• [Directive]: Render every line of the records below as a Markdown table with the columns "Row" and "Line," omitting blank lines.

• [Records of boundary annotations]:
· · ·

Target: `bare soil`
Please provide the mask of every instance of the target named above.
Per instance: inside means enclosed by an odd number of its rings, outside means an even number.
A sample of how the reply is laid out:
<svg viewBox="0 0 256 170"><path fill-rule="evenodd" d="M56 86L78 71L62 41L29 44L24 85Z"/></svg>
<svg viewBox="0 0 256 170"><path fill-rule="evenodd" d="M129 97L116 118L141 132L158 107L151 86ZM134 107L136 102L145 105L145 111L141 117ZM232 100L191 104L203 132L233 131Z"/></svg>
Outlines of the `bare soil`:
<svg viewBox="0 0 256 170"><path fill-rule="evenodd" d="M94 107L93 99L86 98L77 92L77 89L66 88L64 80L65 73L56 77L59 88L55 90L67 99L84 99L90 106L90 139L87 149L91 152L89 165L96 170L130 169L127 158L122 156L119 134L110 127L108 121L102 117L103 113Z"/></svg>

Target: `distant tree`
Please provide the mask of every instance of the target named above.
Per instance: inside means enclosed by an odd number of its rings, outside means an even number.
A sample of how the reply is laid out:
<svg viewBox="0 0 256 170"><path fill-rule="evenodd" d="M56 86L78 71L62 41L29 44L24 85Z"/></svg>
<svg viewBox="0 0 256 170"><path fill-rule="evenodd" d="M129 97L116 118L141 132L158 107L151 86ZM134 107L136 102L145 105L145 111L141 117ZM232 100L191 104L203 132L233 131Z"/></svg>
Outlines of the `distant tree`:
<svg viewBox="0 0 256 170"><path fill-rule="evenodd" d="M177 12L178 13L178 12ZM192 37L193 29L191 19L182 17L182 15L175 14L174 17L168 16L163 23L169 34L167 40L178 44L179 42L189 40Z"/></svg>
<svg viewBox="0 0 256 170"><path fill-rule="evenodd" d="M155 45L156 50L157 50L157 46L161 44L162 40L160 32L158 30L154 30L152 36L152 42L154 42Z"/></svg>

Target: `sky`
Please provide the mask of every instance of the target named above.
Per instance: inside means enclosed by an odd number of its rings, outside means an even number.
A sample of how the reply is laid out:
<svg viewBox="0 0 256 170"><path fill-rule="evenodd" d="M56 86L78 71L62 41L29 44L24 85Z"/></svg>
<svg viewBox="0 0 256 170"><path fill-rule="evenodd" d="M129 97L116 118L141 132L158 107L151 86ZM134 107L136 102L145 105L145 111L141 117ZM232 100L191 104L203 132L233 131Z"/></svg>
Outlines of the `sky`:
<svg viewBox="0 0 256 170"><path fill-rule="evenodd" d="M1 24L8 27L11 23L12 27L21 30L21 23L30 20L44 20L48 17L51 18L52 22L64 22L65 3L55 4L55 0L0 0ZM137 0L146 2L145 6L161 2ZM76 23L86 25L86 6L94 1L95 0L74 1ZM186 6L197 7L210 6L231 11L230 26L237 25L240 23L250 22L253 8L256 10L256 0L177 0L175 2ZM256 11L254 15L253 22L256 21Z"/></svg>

· · ·

• [Exercise answer]:
| Row | Line |
|---|---|
| 1 | Target: `bare soil` |
| 2 | Please provide the mask of every instance of the target named above. |
| 3 | Per instance: inside means enclosed by an odd number of its rings, outside means an even number. |
| 4 | A sample of how the reply is laid out: |
| 5 | <svg viewBox="0 0 256 170"><path fill-rule="evenodd" d="M56 86L78 71L62 41L29 44L24 85Z"/></svg> |
| 6 | <svg viewBox="0 0 256 170"><path fill-rule="evenodd" d="M129 97L116 118L141 132L158 107L151 86ZM134 107L136 102L145 105L145 111L141 117ZM232 100L191 104L203 132L233 131Z"/></svg> |
| 7 | Outlines of the `bare soil`: |
| 8 | <svg viewBox="0 0 256 170"><path fill-rule="evenodd" d="M94 107L93 99L86 98L77 92L77 89L66 88L64 80L65 73L56 77L59 88L55 90L67 99L84 99L90 106L90 139L87 149L91 152L89 165L96 170L130 169L127 158L122 156L119 134L110 127L108 121L102 117L103 113Z"/></svg> |
| 9 | Target: `distant tree` |
| 10 | Please provide the mask of every instance of the target named above. |
| 11 | Per instance: inside means enclosed by an odd number of its rings, outside means an even number. |
| 12 | A sample of how the reply is laid out: |
| 13 | <svg viewBox="0 0 256 170"><path fill-rule="evenodd" d="M56 86L78 71L62 41L29 44L24 85Z"/></svg> |
| 14 | <svg viewBox="0 0 256 170"><path fill-rule="evenodd" d="M129 97L116 118L141 132L158 107L151 86ZM134 107L136 102L145 105L145 111L141 117ZM232 100L191 104L203 132L233 131Z"/></svg> |
| 15 | Outlines of the `distant tree`: |
| 16 | <svg viewBox="0 0 256 170"><path fill-rule="evenodd" d="M177 12L178 13L178 12ZM192 37L193 29L191 19L182 17L182 15L175 14L174 17L168 16L163 23L169 34L167 40L178 44L179 42L189 40Z"/></svg> |
| 17 | <svg viewBox="0 0 256 170"><path fill-rule="evenodd" d="M155 45L156 50L157 50L157 46L161 44L162 40L160 32L158 30L154 30L152 36L152 42L154 42Z"/></svg> |
| 18 | Target: `sky` |
| 19 | Please provide the mask of every instance of the target named above. |
| 20 | Per instance: inside means enclosed by an odd number of its rings, outside means an even number. |
| 21 | A sample of how the reply is laid out: |
| 22 | <svg viewBox="0 0 256 170"><path fill-rule="evenodd" d="M56 86L78 71L62 41L29 44L24 85Z"/></svg> |
| 23 | <svg viewBox="0 0 256 170"><path fill-rule="evenodd" d="M129 97L116 118L141 132L158 107L151 86ZM134 107L136 102L145 105L145 111L141 117ZM232 100L191 104L203 132L233 131Z"/></svg> |
| 24 | Outlines of the `sky`: |
| 25 | <svg viewBox="0 0 256 170"><path fill-rule="evenodd" d="M1 24L8 27L11 23L12 27L21 30L21 23L30 20L44 20L48 17L51 18L52 22L64 22L65 3L55 4L55 0L0 0ZM137 0L146 2L145 6L161 2ZM76 23L86 25L86 6L94 1L95 0L74 1ZM186 6L197 7L210 6L231 11L230 26L237 25L240 23L250 22L253 8L256 10L256 0L177 0L175 2ZM256 11L254 15L253 22L256 21Z"/></svg> |